[Records from a data collection]
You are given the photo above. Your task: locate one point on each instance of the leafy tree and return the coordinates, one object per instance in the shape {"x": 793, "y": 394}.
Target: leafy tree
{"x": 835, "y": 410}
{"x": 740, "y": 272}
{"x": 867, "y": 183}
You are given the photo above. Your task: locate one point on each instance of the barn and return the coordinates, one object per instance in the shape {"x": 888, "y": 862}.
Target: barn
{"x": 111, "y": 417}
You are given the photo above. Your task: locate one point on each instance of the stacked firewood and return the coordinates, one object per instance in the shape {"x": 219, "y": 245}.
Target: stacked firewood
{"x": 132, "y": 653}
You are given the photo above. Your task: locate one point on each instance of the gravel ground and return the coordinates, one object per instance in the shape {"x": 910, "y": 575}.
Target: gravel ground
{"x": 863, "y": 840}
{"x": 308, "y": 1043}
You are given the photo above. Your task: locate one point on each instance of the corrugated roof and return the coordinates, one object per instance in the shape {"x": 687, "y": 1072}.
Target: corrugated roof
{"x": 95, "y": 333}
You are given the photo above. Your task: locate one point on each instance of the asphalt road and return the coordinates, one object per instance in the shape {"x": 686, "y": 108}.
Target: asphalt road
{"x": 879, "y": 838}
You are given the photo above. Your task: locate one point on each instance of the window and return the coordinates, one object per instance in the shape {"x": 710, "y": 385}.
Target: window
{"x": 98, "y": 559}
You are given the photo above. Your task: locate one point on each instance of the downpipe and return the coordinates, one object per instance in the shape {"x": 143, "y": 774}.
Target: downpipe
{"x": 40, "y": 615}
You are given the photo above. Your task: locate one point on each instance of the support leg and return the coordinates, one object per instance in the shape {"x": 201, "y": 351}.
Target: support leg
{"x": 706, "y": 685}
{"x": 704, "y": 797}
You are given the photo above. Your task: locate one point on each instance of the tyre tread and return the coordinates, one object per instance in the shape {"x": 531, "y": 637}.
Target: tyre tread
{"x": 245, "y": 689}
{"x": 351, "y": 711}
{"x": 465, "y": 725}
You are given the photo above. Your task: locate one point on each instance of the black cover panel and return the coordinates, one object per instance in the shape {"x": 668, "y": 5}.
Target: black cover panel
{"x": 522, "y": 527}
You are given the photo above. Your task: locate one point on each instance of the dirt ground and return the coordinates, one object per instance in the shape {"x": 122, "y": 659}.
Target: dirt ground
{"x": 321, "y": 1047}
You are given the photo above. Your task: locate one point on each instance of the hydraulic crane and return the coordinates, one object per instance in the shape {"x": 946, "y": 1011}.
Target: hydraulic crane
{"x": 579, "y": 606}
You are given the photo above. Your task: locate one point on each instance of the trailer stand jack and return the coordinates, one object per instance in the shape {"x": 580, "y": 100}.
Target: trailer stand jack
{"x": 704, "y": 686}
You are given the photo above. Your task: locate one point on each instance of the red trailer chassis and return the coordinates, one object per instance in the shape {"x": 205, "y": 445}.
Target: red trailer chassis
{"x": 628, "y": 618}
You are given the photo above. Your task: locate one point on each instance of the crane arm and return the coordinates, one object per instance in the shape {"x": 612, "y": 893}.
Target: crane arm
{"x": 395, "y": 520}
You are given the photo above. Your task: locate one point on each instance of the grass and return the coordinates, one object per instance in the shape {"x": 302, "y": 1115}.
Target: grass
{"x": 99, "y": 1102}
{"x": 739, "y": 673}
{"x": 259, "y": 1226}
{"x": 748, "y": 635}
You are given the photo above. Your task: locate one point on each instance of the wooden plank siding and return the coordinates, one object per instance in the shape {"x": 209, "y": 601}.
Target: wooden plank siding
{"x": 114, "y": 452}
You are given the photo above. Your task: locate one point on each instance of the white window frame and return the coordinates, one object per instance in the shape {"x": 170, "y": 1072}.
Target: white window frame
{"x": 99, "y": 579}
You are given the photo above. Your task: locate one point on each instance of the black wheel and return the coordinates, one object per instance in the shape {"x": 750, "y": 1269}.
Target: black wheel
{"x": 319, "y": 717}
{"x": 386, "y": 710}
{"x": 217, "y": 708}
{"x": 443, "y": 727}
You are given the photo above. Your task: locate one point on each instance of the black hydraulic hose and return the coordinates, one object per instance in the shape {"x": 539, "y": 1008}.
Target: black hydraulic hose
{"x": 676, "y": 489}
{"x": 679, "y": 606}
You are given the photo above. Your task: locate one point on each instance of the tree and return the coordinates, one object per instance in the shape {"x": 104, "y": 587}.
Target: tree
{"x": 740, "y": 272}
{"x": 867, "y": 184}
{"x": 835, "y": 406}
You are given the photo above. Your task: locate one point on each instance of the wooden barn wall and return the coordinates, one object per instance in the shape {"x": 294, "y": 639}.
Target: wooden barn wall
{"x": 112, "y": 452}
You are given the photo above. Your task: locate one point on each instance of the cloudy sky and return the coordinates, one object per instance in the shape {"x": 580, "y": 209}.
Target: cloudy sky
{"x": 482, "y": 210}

--- WHAT YOU NEED TO DO ---
Write out the whole listing again. Match it word for word.

--- SOLUTION ---
You are given the photo above. Your task: locate one point on each instance of the leafy tree and return the coordinates, one object per instance in the shape {"x": 793, "y": 394}.
Target: leafy tree
{"x": 835, "y": 410}
{"x": 740, "y": 272}
{"x": 867, "y": 183}
You are given the photo above. Your task: locate one point on each instance of the barn and return the coordinates, one object per instance in the shape {"x": 888, "y": 862}.
Target: barn
{"x": 111, "y": 417}
You are given the photo above. Your task: locate one point on each instance of the stacked firewood and return the coordinates, one object per instance in the shape {"x": 219, "y": 245}.
Target: stacked firewood
{"x": 132, "y": 653}
You are given the photo above. Your task: locate one point on each instance of the gravel ground and return the coordinates, one object per instance in the shape {"x": 910, "y": 575}.
Target: gravel ground
{"x": 863, "y": 840}
{"x": 308, "y": 1043}
You are given the photo above. Your task: locate one point on each instance of the corrugated roof and return the coordinates, one object per instance in the shape {"x": 687, "y": 1072}.
Target: corrugated roof
{"x": 95, "y": 333}
You are given the photo above. Your task: locate one point on each instance of the asphalt road and return the coordinates, one object per instance in the shape {"x": 686, "y": 108}.
Target: asphalt road
{"x": 879, "y": 838}
You are given the photo above. Your task: locate one point on each instance of the window and return the coordinates, one object per instance in the shape {"x": 710, "y": 385}.
Target: window
{"x": 98, "y": 559}
You are given the photo above. Your task: locate one point on each instance of the downpipe and return the coordinates, one object per instance in the shape {"x": 143, "y": 774}.
Target: downpipe
{"x": 40, "y": 615}
You are given the photo above. Your task: locate one point on each instance of the support leg and return the coordinates, one object per instance in the shape {"x": 201, "y": 351}.
Target: support leg
{"x": 706, "y": 685}
{"x": 704, "y": 797}
You are given the photo above. Your task: locate one point on each instance of the tyre tread and return the coordinates, one object per instance in the shape {"x": 531, "y": 637}.
Target: tyre tread
{"x": 245, "y": 689}
{"x": 351, "y": 711}
{"x": 465, "y": 725}
You are given the photo above. Your task: locate one point on each instance of the black cover panel and return the coordinates, one object per instance in the shape {"x": 668, "y": 5}.
Target: black cover panel
{"x": 522, "y": 527}
You are given the photo above. Your task: locate one point on each instance of the dirt ground and return the coordinates, one object per instance in the shape {"x": 122, "y": 659}.
Target: dirt ground
{"x": 321, "y": 1047}
You are given the photo above. Your task: locate one point on each instance of the hydraulic crane and return the coordinates, one object per instance in the shape {"x": 946, "y": 1011}.
Target: hydraulic crane
{"x": 579, "y": 606}
You are given the photo above. Your task: locate one point on each instance of the trailer stand jack and return the coordinates, one object per instance in the shape {"x": 580, "y": 100}.
Target: trailer stand jack
{"x": 704, "y": 686}
You are given the photo above. Your task: locate one point on each instance of the red trailer chassis and return the coordinates, one object per instance in the shape {"x": 205, "y": 445}.
Target: red trailer chassis
{"x": 628, "y": 618}
You are given the photo above. Your task: locate one point on each instance of the crane arm and return the coordinates, one object per instance in the shape {"x": 612, "y": 893}.
Target: crane arm
{"x": 395, "y": 520}
You are given the photo above. Your task: locate one point on each instance of the grass and return the coordinates, one object per instance in the shape {"x": 302, "y": 1115}.
Target: grass
{"x": 99, "y": 1102}
{"x": 739, "y": 673}
{"x": 259, "y": 1226}
{"x": 748, "y": 635}
You are given the photo above. Your task: locate one point on each instance of the wooden plank siding and return the coordinates, one object per instance in the shape {"x": 209, "y": 601}.
Target: wooden plank siding
{"x": 114, "y": 452}
You are given the photo above. Your task: locate one point on each instance of the white window frame and return the coordinates, one object per instance in the shape {"x": 170, "y": 1072}.
Target: white window frame
{"x": 99, "y": 579}
You are given the photo above. Your task: locate one point on each instance of the black wheel and return the coordinates, one object per instance in the shape {"x": 750, "y": 1269}.
Target: black wheel
{"x": 319, "y": 717}
{"x": 386, "y": 710}
{"x": 217, "y": 708}
{"x": 443, "y": 727}
You are given the photo above. Your task: locate one point on each instance of the black hydraulic hose and return the coordinates, one object per instance in the shape {"x": 539, "y": 1008}.
Target: black hydraulic hose
{"x": 676, "y": 489}
{"x": 679, "y": 606}
You are given the photo above. Your task: locate one point on each instance of the tree and return the coordinates, one object per instance in the shape {"x": 104, "y": 587}.
Target: tree
{"x": 740, "y": 272}
{"x": 867, "y": 184}
{"x": 835, "y": 406}
You are given the photo above. Your task: locate one point on each instance of the wooden barn wall and return the coordinates, one object per instance in the shape {"x": 294, "y": 639}.
Target: wooden barn wall
{"x": 112, "y": 452}
You are given the photo above. Your task: locate one point on each instance of the cloudy sky and return the coordinates, one object per instance in the shape {"x": 580, "y": 209}.
Target: cloudy sky
{"x": 482, "y": 210}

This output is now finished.